* _AIM_
Extract the lines of the data below without any changes, from the start of the data through the line containing "column 364, row 214", with both ends included. Omit the pictures from your answer.

(Excerpts from a pointing dataset)
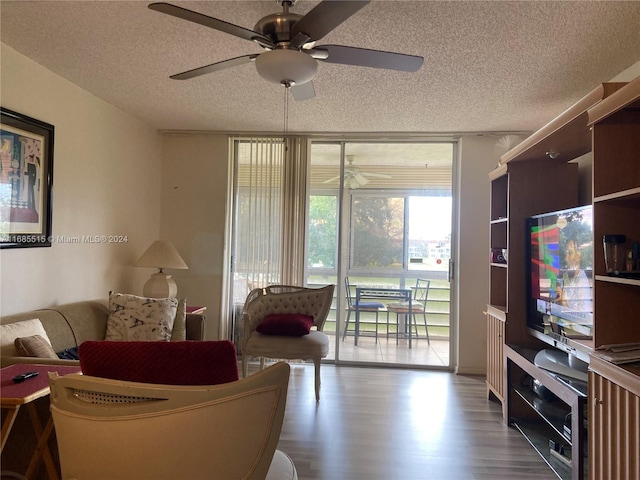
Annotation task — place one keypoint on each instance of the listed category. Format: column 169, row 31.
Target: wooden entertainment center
column 538, row 176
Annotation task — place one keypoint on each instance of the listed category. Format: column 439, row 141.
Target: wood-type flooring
column 391, row 423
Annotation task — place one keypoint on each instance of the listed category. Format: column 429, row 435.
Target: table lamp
column 161, row 254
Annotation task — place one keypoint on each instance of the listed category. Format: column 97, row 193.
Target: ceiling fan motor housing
column 277, row 26
column 286, row 66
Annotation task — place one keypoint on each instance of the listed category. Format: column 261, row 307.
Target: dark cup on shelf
column 614, row 253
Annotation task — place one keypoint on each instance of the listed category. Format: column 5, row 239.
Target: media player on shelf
column 561, row 363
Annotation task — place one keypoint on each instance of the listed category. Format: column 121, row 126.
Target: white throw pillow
column 140, row 318
column 27, row 328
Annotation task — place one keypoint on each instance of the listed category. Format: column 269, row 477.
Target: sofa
column 68, row 325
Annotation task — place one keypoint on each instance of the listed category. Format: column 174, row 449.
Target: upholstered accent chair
column 113, row 429
column 288, row 305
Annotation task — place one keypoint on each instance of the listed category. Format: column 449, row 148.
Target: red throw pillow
column 286, row 324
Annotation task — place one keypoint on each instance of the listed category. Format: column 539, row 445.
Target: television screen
column 561, row 273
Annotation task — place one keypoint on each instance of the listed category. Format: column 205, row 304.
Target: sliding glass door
column 380, row 215
column 364, row 214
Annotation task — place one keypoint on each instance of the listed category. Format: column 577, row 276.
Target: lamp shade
column 286, row 66
column 161, row 254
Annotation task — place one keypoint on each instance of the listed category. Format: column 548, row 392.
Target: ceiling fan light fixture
column 284, row 66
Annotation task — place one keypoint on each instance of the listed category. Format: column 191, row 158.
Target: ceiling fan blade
column 303, row 91
column 364, row 57
column 211, row 22
column 323, row 18
column 214, row 67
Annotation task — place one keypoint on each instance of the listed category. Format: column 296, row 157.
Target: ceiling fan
column 354, row 177
column 289, row 39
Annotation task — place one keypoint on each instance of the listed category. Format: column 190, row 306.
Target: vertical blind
column 270, row 208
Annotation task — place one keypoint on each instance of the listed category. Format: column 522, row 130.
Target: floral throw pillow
column 140, row 318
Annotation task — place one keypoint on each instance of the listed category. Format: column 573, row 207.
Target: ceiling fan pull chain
column 286, row 115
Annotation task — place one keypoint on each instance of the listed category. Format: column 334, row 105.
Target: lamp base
column 160, row 285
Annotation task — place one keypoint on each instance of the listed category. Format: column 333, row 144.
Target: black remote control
column 24, row 376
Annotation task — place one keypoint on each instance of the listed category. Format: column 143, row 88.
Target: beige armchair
column 286, row 299
column 113, row 429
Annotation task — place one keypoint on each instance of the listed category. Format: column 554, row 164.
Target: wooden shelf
column 616, row 101
column 568, row 133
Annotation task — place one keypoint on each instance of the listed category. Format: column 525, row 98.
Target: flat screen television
column 560, row 273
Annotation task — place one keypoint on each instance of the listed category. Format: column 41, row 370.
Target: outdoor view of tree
column 322, row 230
column 378, row 229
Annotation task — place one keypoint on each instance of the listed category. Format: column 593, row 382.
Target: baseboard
column 470, row 371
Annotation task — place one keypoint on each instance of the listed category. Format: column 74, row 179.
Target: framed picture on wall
column 26, row 180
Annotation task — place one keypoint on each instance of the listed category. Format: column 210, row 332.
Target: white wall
column 478, row 157
column 194, row 191
column 107, row 170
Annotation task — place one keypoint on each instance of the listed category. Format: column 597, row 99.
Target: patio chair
column 354, row 306
column 286, row 309
column 418, row 307
column 112, row 429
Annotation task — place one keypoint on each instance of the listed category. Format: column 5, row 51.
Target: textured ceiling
column 489, row 66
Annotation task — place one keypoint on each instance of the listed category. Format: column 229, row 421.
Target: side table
column 14, row 395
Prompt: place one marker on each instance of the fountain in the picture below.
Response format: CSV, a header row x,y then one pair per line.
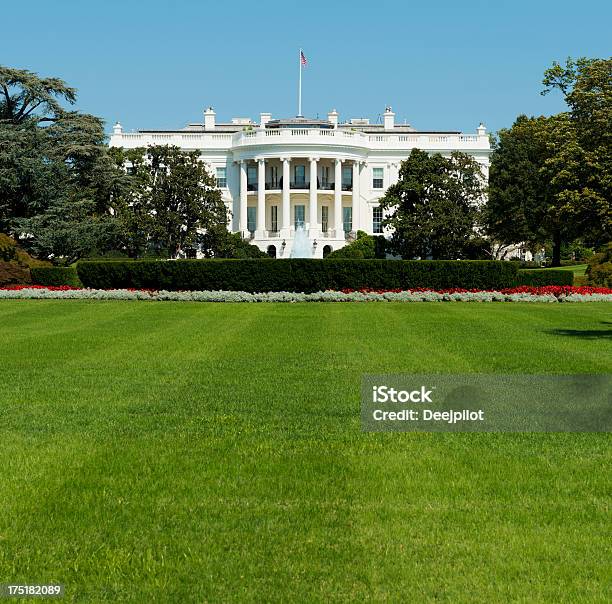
x,y
302,248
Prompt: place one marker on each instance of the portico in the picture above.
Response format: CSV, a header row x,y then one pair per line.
x,y
309,191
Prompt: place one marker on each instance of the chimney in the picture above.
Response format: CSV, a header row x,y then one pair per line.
x,y
209,119
389,118
264,118
332,117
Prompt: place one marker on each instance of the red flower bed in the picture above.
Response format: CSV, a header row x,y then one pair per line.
x,y
53,288
555,290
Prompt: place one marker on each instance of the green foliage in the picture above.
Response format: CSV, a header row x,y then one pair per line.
x,y
170,199
218,242
599,269
55,275
8,247
545,276
364,246
550,176
56,175
433,208
296,275
13,273
69,230
212,453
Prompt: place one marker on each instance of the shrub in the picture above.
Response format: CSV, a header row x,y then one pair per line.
x,y
365,246
14,273
8,247
296,274
545,276
599,270
55,275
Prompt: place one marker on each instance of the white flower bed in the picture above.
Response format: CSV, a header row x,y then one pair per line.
x,y
326,296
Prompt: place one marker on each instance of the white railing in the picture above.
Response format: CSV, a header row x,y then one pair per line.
x,y
190,140
353,138
361,139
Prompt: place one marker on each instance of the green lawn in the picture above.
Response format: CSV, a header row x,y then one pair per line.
x,y
579,270
179,452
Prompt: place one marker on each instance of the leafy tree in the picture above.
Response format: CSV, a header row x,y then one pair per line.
x,y
365,246
26,96
433,208
56,177
551,177
218,242
171,200
587,88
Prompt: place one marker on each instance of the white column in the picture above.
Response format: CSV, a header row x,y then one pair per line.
x,y
356,196
261,198
242,223
313,220
286,210
338,227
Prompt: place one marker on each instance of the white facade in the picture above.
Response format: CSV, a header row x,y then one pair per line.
x,y
326,176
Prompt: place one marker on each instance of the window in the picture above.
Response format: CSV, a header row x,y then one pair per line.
x,y
377,178
221,178
300,213
377,220
300,174
347,178
347,219
324,218
273,182
251,219
251,175
325,177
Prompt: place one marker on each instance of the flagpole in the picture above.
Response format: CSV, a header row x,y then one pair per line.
x,y
300,84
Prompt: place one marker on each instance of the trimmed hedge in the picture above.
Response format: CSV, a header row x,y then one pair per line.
x,y
545,276
297,275
55,275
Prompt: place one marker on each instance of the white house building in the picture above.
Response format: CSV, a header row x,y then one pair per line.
x,y
282,174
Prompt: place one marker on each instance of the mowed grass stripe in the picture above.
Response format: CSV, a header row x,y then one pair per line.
x,y
202,452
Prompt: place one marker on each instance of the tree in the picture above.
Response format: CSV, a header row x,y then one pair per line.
x,y
26,96
218,242
587,88
364,246
68,231
56,177
543,186
433,208
171,200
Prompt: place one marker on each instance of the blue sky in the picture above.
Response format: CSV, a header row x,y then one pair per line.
x,y
442,65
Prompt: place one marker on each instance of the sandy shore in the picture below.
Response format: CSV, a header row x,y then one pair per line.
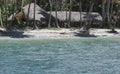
x,y
60,33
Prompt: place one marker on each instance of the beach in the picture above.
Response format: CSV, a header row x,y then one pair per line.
x,y
57,33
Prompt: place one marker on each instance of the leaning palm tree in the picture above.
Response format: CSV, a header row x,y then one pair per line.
x,y
51,6
70,10
56,19
1,22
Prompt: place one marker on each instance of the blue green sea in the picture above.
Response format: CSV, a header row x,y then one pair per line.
x,y
60,56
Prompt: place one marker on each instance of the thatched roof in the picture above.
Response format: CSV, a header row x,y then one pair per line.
x,y
42,15
38,12
75,16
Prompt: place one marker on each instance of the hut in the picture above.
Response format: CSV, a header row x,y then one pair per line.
x,y
32,12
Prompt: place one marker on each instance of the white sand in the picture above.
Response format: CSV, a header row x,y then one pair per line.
x,y
61,33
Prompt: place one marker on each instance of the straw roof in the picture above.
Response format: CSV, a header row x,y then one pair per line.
x,y
75,16
42,15
38,12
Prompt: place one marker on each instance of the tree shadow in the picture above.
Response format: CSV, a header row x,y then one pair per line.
x,y
13,34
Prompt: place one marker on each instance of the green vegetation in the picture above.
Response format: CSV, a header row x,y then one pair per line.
x,y
109,9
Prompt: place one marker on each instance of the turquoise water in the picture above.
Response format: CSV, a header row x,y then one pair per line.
x,y
60,56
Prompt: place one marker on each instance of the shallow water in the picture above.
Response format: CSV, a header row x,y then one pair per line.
x,y
60,56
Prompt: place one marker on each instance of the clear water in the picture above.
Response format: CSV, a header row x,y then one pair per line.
x,y
60,56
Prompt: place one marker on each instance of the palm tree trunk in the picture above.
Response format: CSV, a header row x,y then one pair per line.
x,y
51,6
80,9
6,22
28,12
56,19
34,22
69,21
1,22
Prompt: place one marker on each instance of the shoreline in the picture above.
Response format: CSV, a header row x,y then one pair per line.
x,y
58,34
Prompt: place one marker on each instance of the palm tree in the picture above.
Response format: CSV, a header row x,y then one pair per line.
x,y
51,6
70,10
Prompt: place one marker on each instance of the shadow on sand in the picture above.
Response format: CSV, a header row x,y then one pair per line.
x,y
13,34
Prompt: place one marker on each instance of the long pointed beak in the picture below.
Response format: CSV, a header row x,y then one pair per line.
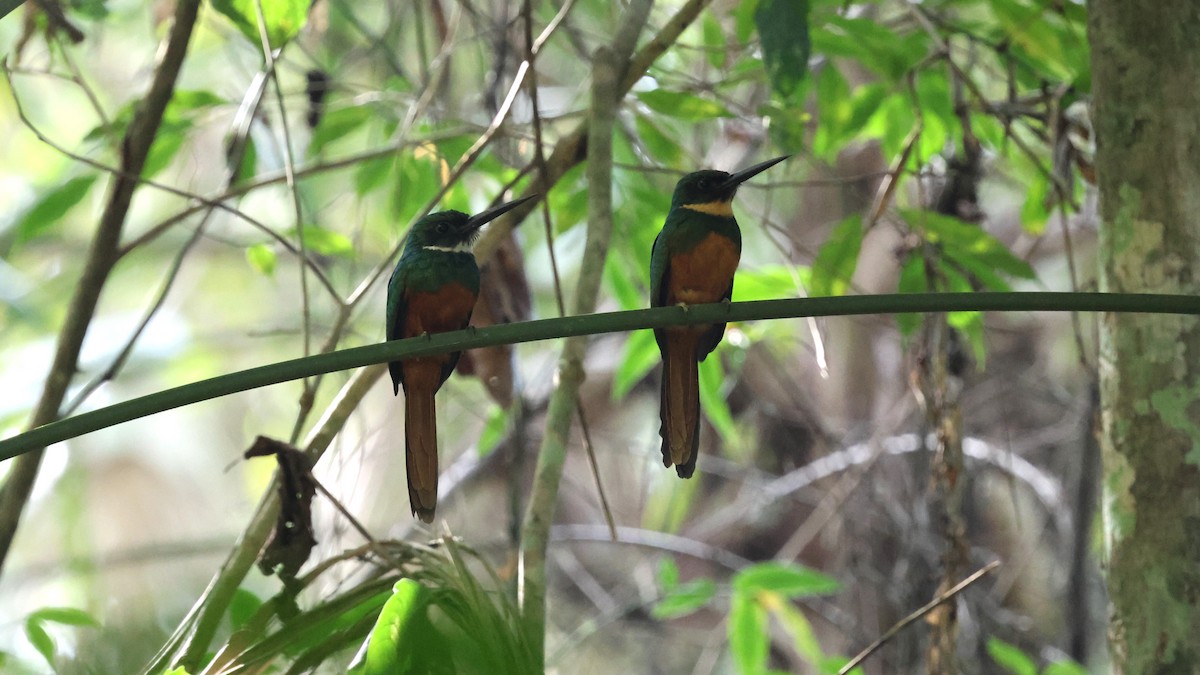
x,y
483,217
750,172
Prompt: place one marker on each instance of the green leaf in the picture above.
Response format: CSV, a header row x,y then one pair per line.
x,y
493,430
787,579
1011,657
243,607
712,398
401,633
52,207
838,257
801,629
684,599
748,634
371,173
683,105
41,640
784,31
325,242
262,257
1065,668
641,354
65,615
283,18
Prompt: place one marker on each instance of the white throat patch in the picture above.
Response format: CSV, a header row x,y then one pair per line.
x,y
463,248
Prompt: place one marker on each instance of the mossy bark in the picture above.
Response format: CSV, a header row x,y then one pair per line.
x,y
1146,112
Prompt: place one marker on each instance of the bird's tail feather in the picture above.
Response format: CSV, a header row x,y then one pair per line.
x,y
421,448
681,404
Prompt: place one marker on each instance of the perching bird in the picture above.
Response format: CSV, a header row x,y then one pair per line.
x,y
693,262
432,290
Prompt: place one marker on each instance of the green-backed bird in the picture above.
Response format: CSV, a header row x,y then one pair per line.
x,y
432,290
693,262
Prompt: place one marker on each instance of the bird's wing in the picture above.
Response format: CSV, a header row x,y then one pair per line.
x,y
397,311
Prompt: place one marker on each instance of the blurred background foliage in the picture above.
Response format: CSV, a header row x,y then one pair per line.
x,y
939,145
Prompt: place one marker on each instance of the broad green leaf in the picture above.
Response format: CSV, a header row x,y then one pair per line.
x,y
837,258
767,282
1011,658
748,634
790,580
401,634
65,615
641,354
52,207
262,257
41,640
712,398
685,598
243,607
683,105
283,18
493,430
784,33
325,242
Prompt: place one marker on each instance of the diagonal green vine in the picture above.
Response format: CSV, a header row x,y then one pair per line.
x,y
586,324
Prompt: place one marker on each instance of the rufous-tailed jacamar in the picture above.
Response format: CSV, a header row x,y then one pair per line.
x,y
432,290
693,262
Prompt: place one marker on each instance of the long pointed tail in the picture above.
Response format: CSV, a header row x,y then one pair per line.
x,y
679,407
421,451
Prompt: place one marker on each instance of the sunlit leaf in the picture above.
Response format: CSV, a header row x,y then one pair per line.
x,y
283,18
790,580
243,607
1011,658
52,207
65,615
712,398
784,31
837,258
748,634
402,632
41,640
683,105
493,430
685,598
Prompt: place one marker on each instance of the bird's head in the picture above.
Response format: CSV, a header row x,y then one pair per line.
x,y
714,190
455,231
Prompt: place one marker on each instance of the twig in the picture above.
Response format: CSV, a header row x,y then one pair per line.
x,y
909,620
101,258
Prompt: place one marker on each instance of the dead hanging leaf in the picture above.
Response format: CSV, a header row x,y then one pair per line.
x,y
292,541
503,298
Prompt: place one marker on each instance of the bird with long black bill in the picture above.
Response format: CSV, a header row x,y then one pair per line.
x,y
432,290
693,262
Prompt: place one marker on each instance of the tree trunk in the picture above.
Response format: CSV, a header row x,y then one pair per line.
x,y
1146,108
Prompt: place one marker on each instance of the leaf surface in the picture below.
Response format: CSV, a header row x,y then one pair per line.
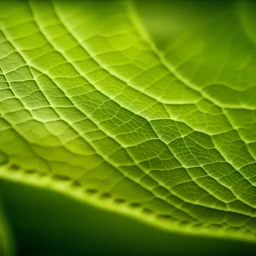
x,y
91,108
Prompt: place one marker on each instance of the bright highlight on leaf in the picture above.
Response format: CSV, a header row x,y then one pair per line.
x,y
89,106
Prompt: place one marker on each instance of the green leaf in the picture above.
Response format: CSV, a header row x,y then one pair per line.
x,y
89,107
6,239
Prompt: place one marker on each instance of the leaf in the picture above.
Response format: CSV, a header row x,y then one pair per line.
x,y
90,108
6,239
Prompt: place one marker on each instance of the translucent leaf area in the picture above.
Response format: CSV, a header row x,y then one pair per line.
x,y
94,106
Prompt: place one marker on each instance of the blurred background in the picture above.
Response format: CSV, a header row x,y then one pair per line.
x,y
45,223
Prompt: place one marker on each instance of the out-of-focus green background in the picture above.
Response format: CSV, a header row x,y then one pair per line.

* _RESULT BELOW_
Annotation task — place one keypoint on each instance of the listed category. Format: column 169, row 31.
Target: wooden entertainment center
column 538, row 176
Annotation task — place one keypoint on each instance of the listed category. Format: column 439, row 141.
Target: wood-type flooring
column 391, row 423
Annotation task — place one keypoint on each instance of the listed category. Format: column 429, row 435.
Target: table lamp
column 161, row 254
Annotation task — place one keypoint on each instance of the listed category. Format: column 97, row 193.
Target: ceiling fan motor housing
column 277, row 26
column 286, row 66
Annotation task — place one keypoint on each instance of the listed category. Format: column 261, row 307.
Target: dark cup on shelf
column 614, row 253
Annotation task — place one keypoint on each instance of the listed category. Format: column 5, row 239.
Target: media player on shelf
column 561, row 363
Annotation task — place one keypoint on each instance of the listed category. Format: column 121, row 126.
Target: white throw pillow
column 140, row 318
column 27, row 328
Annotation task — place one keypoint on each instance of the listed category. Format: column 269, row 477.
Target: sofa
column 68, row 325
Annotation task — place one keypoint on each instance of the listed category. Format: column 174, row 449.
Target: upholstered accent chair
column 113, row 429
column 288, row 305
Annotation task — place one keypoint on each instance of the listed category. Format: column 449, row 148.
Target: red throw pillow
column 286, row 324
Annotation task — place one keypoint on each instance of the listed category. Format: column 539, row 445.
Target: television screen
column 561, row 273
Annotation task — place one keypoint on each instance of the listed category. Format: column 205, row 304.
Target: sliding glass door
column 380, row 215
column 364, row 214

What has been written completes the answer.